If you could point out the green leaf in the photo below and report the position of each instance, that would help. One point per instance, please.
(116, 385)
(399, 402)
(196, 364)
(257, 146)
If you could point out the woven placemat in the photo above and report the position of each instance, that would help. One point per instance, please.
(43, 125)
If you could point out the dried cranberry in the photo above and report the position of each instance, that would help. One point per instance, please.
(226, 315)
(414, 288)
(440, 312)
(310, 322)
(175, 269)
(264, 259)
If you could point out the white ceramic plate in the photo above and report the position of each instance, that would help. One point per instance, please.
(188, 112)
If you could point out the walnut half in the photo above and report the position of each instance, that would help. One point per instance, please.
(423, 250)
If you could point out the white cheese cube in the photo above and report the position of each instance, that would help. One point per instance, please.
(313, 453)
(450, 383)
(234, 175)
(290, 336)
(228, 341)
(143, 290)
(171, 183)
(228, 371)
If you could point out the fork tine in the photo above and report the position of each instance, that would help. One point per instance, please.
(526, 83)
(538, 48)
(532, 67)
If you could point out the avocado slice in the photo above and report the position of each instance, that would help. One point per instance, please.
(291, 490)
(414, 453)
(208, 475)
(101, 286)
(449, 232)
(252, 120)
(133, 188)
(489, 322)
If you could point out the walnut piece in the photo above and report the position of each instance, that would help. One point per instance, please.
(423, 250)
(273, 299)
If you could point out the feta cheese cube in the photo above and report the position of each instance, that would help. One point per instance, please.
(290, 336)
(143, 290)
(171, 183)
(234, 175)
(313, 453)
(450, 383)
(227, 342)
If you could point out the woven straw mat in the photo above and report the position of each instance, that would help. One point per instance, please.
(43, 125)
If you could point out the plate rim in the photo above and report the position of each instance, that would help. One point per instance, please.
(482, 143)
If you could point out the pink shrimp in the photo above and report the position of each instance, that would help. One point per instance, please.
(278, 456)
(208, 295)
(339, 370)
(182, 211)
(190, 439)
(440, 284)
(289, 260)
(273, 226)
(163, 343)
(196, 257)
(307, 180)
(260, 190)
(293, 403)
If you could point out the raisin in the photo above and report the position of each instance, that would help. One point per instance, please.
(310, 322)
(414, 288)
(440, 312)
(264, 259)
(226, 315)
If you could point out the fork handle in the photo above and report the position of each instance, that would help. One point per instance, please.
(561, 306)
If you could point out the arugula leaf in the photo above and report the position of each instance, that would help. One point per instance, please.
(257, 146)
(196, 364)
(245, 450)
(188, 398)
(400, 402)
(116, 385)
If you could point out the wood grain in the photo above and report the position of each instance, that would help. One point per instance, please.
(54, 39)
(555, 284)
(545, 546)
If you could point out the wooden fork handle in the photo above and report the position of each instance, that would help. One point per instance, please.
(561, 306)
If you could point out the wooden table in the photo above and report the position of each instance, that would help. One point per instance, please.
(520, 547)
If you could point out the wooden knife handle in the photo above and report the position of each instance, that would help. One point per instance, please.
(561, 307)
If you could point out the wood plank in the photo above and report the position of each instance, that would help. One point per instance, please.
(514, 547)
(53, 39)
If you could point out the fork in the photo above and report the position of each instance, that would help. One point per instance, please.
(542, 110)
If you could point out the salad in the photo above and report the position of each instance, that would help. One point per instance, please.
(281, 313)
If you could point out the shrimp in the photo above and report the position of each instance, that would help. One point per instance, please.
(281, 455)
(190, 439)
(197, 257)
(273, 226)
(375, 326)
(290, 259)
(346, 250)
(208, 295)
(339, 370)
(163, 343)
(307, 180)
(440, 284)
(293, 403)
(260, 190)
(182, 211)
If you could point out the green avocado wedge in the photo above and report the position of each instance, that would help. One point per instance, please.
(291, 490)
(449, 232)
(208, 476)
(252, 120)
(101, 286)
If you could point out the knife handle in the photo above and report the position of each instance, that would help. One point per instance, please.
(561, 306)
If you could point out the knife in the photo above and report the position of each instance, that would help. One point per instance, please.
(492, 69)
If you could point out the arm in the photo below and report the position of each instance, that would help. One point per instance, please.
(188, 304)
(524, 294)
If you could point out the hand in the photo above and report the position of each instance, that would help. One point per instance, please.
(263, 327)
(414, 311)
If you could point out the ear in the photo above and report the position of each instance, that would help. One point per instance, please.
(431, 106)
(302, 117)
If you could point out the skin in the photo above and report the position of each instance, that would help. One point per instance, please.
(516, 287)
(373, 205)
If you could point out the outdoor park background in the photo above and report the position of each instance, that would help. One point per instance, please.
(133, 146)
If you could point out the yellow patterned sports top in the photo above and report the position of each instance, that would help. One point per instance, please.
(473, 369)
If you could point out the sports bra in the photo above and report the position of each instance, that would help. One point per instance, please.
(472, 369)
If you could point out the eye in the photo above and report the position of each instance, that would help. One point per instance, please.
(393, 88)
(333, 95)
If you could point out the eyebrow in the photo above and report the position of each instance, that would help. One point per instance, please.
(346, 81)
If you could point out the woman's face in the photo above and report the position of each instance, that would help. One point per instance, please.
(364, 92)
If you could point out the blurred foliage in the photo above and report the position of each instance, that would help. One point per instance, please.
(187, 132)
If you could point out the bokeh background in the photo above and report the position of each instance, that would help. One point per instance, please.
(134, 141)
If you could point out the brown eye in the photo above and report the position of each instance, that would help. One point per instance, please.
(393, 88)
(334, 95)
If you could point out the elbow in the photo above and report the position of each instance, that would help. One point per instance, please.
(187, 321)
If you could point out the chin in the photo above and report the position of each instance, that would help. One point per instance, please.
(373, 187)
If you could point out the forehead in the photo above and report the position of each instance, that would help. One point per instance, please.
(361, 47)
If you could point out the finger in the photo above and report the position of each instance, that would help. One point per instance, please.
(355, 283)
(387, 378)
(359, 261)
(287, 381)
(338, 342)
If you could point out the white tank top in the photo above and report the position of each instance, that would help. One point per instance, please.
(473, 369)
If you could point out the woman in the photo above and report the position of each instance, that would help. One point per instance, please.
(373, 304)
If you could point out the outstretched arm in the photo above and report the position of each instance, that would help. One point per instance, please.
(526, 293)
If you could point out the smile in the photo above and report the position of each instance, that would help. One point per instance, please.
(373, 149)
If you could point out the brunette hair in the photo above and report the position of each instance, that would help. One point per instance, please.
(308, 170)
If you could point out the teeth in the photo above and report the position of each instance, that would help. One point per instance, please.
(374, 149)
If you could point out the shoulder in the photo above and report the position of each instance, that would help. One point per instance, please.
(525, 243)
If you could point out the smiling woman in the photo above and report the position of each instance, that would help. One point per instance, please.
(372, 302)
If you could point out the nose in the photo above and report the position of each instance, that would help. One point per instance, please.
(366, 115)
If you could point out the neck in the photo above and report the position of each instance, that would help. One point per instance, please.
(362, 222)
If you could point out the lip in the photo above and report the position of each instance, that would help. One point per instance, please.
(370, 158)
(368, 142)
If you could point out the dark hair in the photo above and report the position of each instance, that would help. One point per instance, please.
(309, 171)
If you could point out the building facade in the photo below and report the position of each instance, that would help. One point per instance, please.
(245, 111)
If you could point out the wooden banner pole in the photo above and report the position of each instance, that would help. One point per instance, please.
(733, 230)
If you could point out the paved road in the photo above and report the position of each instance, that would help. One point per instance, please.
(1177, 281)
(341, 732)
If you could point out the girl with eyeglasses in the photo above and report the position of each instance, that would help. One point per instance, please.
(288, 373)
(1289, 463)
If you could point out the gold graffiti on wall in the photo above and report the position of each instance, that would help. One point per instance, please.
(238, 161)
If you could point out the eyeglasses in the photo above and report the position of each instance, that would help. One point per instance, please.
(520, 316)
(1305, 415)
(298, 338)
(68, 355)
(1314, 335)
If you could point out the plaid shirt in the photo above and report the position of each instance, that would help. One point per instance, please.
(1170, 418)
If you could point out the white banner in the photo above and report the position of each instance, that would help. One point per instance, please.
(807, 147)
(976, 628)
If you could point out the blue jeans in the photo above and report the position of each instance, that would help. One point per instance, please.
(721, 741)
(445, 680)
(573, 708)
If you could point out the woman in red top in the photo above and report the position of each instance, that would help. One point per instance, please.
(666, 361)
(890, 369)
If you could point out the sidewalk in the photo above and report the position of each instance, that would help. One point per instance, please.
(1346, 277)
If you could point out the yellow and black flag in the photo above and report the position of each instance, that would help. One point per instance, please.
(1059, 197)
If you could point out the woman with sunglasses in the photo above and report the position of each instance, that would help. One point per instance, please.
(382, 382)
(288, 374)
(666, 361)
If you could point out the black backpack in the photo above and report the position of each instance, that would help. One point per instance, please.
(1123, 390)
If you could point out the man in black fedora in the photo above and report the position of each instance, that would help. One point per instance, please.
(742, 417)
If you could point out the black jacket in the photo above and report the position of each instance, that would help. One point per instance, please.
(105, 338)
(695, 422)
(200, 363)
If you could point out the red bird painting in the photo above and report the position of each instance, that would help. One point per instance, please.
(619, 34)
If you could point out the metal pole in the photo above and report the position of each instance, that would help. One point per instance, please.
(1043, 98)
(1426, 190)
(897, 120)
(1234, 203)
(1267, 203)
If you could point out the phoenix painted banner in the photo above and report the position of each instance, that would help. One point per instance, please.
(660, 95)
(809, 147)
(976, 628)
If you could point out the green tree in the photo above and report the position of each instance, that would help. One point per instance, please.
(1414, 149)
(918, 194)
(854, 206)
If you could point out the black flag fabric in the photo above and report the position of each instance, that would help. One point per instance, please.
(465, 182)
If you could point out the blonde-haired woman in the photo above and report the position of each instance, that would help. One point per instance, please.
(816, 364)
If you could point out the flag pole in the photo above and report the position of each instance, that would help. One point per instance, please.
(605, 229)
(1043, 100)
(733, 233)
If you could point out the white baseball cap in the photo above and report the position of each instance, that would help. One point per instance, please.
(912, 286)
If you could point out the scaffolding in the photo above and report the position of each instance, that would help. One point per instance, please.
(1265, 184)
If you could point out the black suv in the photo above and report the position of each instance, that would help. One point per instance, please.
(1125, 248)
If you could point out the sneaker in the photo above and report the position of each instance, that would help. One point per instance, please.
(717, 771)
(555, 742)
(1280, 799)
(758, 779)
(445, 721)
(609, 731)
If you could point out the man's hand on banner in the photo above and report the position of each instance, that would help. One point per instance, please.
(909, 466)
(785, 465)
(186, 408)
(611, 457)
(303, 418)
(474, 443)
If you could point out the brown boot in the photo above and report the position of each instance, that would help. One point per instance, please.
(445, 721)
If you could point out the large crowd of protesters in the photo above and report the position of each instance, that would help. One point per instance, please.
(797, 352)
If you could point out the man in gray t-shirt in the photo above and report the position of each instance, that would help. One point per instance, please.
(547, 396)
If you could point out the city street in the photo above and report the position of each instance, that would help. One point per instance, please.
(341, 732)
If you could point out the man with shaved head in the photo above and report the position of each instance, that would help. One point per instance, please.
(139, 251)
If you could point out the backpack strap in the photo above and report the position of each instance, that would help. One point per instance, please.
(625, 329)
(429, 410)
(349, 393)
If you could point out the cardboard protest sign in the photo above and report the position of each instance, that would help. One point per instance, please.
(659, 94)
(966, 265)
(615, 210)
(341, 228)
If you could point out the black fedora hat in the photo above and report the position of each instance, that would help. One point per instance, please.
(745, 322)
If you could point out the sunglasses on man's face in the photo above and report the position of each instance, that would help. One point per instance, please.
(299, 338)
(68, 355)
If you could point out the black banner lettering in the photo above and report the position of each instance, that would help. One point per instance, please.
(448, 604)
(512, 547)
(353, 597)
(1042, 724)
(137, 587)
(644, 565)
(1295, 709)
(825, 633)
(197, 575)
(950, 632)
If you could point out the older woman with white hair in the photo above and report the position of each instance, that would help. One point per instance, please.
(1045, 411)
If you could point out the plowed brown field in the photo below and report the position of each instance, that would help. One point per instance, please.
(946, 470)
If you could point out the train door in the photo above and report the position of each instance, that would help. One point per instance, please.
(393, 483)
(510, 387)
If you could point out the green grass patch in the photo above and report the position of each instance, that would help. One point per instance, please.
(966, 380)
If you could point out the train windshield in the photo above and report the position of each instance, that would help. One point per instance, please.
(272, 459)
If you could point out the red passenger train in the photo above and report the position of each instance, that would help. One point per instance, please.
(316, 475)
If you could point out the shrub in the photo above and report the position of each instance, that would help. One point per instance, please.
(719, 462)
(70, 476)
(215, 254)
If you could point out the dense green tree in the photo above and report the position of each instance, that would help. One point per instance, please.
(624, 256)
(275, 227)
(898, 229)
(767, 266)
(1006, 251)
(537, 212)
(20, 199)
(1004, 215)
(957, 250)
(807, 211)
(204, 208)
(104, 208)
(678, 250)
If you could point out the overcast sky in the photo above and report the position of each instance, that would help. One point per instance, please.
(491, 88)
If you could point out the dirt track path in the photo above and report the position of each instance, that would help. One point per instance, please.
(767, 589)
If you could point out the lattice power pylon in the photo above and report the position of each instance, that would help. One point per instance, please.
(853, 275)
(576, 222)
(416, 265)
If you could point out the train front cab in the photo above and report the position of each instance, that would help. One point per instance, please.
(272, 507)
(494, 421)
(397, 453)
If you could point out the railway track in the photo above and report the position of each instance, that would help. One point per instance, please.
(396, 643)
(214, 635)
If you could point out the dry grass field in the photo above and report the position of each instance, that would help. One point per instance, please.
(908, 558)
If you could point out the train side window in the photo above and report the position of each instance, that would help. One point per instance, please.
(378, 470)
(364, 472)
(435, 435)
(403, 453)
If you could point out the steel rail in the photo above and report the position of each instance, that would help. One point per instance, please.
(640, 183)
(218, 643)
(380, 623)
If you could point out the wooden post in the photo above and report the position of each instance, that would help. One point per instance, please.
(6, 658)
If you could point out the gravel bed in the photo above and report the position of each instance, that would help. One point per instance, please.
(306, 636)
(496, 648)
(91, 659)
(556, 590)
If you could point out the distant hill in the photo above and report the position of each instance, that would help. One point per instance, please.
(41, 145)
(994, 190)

▬▬▬

• Problem to work on:
Begin with the line that contains "If you could point out the dense" and end with the last line of the records; set down every line in that span exactly, and nothing else.

• Finished exercise:
If you could point out the dense green tree in the photo above and report the position of each instance, that would help. One point per instance, please.
(624, 256)
(275, 227)
(898, 229)
(767, 266)
(1006, 251)
(537, 212)
(20, 199)
(1004, 215)
(957, 250)
(807, 211)
(204, 208)
(104, 208)
(678, 250)
If you could point out the overcast sky in the photo above and report the position of each instance, that would help. One point per instance, please.
(491, 88)
If you could point out the dirt track path in the photo above and report the position of each instance, that would help. One point per instance, please.
(767, 589)
If you could point out the lattice power pylon in the photo above and report the position of each instance, that would help. One point per instance, please.
(853, 275)
(576, 222)
(416, 265)
If you could point out the train front cab in the photo above and report the position of each instance, that would help. One point per instance, please.
(272, 507)
(494, 421)
(397, 453)
If you could point out the railway track in the photo above and report the position of each instance, that would help. One point per instance, please.
(396, 643)
(214, 635)
If you could point out the dry grass field in the photo above and report the position of each instance, that would help. One point per instance, please.
(908, 558)
If you could point out the train side window in the photo above and report the position of each instance, that would help. One point per instance, please.
(378, 470)
(364, 472)
(435, 435)
(403, 453)
If you could point out the steel rail in the photo above and report the position of each instance, that would help. One point per instance, please.
(640, 183)
(218, 643)
(380, 623)
If you could point out the wooden post in the photo above and report the position of each instance, that would help. One point per instance, please.
(6, 658)
If you could point out the gravel bed in the photo above and report the position of each instance, that would help. One point per instance, please.
(306, 636)
(496, 648)
(91, 659)
(556, 590)
If you could point out the distant hill in the photo above and report the position of each instance, that would help. One point per instance, please.
(41, 145)
(994, 190)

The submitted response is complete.